TABLE 1. MORTGAGE MARKET INDICATORS



COUNTRY MAX LTV RATIO
NEW LOANS (%) TYPICAL LOAN TERM
(YEARS) MORTGAGE RATE*
China 80 10 - 15 (max 30) ARM
Hong Kong 70 20 ARM
Indonesia 80 15 (max 20) ARM
Japan 80 20 - 30 ARM
Malaysia 80 30 ARM
Philippines 70 10 - 20 ARM
Singapore 80 30 - 35 ARM
South Korea 70 3 - 20 ARM
Thailand 80 10 - 20 (max 30) ARM
*Typically fixed for 1 to 5 years, then float.
Source: BIS, OECD, HKMA, HMF




Most housing loans are hybrid adjustable rate mortgages, typically fixed for one to three years, because banks are the main providers of mortgages in Asia. In Indonesia, most mortgage rates are fixed for only 6 months. In Japan, the most common mortgage package has fixed interest rates for 3 years, and then, adjusted semi-annually.

Mortgage rates for ARMs offered by commercial banks are generally affordable, at interest rates below 8% in most Asian countries (Table 2). Exceptions are the Philippines and Indonesia, which have the highest and most unstable inflation among the countries under consideration.

Borrowers have limited options since most banks in Asia do not offer mortgages with interest rates fixed for more than 5 years. Ten-year fixed rate mortgages are available from the biggest banks in the Philippines, but at prohibitive rates. Even banks in Singapore do not offer FRMs. Long term fixed rate mortgages were offered in Hong Kong in 2004 but were received coolly by the market due to falling interest rates.

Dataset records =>

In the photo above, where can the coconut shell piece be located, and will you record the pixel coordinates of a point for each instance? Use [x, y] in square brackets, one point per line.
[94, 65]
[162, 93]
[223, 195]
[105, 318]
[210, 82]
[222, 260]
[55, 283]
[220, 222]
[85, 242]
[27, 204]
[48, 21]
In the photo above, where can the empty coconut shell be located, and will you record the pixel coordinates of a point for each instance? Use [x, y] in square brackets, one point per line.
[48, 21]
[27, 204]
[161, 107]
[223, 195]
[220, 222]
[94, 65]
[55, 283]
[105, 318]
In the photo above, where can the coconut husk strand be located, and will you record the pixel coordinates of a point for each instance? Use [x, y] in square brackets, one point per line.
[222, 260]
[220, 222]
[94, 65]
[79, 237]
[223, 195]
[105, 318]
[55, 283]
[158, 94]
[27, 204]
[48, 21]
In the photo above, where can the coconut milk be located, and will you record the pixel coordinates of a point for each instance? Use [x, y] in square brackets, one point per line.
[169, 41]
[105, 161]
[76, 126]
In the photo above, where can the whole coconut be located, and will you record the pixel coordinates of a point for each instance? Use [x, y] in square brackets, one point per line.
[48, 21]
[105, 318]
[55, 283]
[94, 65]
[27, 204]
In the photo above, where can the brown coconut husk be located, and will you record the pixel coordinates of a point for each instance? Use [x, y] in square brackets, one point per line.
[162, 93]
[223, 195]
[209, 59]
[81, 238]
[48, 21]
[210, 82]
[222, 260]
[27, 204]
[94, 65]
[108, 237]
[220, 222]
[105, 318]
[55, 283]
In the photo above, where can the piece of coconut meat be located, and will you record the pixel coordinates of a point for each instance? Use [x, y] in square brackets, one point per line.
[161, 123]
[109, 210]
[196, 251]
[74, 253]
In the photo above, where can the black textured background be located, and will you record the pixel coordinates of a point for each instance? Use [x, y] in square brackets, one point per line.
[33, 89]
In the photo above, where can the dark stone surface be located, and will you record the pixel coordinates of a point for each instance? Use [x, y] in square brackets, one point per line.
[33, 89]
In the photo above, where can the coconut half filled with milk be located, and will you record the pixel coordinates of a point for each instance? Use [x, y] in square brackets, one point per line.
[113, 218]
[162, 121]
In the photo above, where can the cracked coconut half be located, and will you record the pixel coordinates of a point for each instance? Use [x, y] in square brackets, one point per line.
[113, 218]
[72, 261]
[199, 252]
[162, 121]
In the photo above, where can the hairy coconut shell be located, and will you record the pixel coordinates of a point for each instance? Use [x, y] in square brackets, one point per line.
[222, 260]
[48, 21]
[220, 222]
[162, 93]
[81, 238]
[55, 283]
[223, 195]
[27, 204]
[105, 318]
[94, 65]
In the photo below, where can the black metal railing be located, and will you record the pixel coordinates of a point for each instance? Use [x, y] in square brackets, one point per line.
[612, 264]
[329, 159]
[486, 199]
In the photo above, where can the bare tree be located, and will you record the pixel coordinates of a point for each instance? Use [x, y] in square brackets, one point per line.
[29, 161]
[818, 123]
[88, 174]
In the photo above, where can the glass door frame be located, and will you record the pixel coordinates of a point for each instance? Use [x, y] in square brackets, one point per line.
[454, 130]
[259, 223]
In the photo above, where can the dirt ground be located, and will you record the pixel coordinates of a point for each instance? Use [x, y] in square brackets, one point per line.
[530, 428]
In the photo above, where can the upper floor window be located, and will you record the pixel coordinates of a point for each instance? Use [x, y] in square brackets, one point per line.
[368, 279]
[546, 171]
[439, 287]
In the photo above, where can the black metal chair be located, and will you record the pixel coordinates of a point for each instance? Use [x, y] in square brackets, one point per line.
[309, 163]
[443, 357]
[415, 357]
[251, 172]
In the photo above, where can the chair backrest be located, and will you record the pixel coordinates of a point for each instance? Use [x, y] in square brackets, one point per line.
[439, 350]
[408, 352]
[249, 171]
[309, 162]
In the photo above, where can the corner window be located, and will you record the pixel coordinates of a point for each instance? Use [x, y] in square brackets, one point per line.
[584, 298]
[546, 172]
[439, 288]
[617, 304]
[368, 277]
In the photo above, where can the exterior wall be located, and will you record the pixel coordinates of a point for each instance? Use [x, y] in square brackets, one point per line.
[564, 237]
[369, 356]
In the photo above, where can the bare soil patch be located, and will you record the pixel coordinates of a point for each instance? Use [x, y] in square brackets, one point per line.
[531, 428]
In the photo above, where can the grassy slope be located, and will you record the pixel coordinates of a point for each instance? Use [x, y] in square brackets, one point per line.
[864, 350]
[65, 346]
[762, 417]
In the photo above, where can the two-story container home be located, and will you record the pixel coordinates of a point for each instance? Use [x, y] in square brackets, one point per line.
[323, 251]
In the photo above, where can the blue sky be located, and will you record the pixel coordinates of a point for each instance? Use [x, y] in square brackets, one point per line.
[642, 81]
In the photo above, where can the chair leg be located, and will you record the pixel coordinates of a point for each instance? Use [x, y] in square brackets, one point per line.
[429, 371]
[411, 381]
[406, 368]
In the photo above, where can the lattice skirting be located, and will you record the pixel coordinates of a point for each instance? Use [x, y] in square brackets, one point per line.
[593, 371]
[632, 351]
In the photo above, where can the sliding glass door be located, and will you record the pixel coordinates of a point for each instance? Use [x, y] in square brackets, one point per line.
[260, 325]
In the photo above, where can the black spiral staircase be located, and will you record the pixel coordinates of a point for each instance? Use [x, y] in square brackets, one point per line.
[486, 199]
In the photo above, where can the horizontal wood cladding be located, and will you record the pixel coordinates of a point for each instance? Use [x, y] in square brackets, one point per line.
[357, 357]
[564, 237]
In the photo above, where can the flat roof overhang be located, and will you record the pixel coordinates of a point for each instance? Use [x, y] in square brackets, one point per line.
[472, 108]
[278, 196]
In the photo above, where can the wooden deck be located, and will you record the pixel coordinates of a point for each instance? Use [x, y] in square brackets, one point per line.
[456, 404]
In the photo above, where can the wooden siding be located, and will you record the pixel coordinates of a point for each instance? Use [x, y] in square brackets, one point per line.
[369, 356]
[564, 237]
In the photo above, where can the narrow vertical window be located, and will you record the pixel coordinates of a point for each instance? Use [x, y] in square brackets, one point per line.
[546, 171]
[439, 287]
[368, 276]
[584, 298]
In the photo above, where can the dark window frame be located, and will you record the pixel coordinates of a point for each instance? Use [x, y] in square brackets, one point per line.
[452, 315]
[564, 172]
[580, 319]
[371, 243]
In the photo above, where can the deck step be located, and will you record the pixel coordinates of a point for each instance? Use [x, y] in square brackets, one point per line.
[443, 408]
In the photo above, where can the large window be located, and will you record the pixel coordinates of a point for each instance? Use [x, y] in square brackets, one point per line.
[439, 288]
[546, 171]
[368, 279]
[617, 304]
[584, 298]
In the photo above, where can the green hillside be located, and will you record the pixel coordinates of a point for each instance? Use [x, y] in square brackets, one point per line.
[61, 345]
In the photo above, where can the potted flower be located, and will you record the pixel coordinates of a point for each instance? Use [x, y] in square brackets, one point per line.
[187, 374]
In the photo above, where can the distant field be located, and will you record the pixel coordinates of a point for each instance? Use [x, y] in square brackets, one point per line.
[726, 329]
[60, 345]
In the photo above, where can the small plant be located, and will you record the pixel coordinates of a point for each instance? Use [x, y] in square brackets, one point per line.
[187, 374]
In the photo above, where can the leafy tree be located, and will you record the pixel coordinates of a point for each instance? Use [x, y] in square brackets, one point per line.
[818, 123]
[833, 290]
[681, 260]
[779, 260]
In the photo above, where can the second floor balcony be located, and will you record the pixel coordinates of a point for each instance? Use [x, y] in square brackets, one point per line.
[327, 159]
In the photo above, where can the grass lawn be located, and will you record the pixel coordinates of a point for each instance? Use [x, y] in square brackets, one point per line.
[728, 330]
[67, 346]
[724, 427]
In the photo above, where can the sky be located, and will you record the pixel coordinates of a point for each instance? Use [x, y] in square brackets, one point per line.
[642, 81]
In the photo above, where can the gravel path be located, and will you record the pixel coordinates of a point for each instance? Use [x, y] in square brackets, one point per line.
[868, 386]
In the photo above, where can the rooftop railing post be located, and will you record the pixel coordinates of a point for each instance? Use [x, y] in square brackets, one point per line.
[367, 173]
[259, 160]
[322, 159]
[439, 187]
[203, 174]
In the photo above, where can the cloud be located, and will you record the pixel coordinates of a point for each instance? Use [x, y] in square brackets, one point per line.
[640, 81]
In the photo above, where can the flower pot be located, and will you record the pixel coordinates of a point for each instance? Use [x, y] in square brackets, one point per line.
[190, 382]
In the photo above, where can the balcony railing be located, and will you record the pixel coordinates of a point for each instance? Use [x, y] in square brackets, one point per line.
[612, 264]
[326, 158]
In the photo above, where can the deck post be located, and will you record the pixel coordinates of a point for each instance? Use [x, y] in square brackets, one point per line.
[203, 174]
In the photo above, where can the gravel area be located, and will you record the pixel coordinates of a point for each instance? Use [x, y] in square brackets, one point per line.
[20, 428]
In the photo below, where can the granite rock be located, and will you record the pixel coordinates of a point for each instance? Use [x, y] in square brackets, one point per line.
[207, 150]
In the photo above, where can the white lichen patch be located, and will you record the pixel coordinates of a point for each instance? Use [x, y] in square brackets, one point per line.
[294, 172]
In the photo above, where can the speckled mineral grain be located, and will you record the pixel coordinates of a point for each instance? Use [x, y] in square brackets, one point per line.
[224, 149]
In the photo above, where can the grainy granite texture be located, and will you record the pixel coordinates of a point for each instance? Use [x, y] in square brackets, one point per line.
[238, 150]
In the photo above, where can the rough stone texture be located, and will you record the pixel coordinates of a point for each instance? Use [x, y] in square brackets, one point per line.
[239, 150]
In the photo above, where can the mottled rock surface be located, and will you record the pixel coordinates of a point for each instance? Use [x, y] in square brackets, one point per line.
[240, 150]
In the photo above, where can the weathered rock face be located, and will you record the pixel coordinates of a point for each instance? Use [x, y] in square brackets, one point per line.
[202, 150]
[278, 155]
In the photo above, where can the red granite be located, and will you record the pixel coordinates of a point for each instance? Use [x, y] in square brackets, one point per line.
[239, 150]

Tasks and exercises =>
**a.** Reproduce the stretch of the text on Asian mortgage markets from "Borrowers have limited" through "falling interest rates.", replacing "prohibitive" with "excessive".
**b.** According to the text on Asian mortgage markets, for how long are most mortgage rates in Indonesia fixed?

Results in order =>
**a.**
Borrowers have limited options since most banks in Asia do not offer mortgages with interest rates fixed for more than 5 years. Ten-year fixed rate mortgages are available from the biggest banks in the Philippines, but at excessive rates. Even banks in Singapore do not offer FRMs. Long term fixed rate mortgages were offered in Hong Kong in 2004 but were received coolly by the market due to falling interest rates.

**b.** Only 6 months.